BEGIN EXTRACTED DATA
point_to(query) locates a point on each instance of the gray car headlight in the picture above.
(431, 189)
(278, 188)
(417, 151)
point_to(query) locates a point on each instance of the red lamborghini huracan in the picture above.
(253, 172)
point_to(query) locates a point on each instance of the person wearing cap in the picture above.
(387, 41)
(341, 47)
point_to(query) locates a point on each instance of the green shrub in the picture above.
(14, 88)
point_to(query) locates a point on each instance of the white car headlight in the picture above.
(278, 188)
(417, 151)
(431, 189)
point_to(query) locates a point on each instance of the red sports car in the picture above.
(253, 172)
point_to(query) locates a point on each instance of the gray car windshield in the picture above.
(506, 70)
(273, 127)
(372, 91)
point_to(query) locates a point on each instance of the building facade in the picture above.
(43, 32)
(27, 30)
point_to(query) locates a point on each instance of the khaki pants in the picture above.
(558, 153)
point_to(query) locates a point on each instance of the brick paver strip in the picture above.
END EXTRACTED DATA
Reproduce all of the lines above word for word, without changing anything.

point_to(query) locates a point on each instance of the gray car headlight in the picture above.
(431, 189)
(278, 188)
(417, 151)
point_to(query) locates a point on each instance of the red lamborghini huracan in the picture above.
(253, 172)
point_to(query) locates a point on each instance of the person wearing cap in the picture above.
(387, 41)
(341, 47)
point_to(query) locates a point on each instance of the green shrub in the picture above.
(14, 88)
point_to(query) locates a point on each instance of the white car headlight in the picture above.
(278, 188)
(417, 151)
(431, 189)
point_to(query) locates a point on each instance of the red sports car in the picture above.
(253, 172)
point_to(query) locates a point on each instance of the gray car windshield in the picture above.
(506, 70)
(273, 127)
(372, 91)
point_to(query) locates a point on each instance of the building facade in the picture above.
(43, 32)
(27, 30)
point_to(query) locates a point on each instance of the khaki pants in the picture above.
(558, 153)
point_to(query) locates a point on each instance of the brick paver strip in the picture above.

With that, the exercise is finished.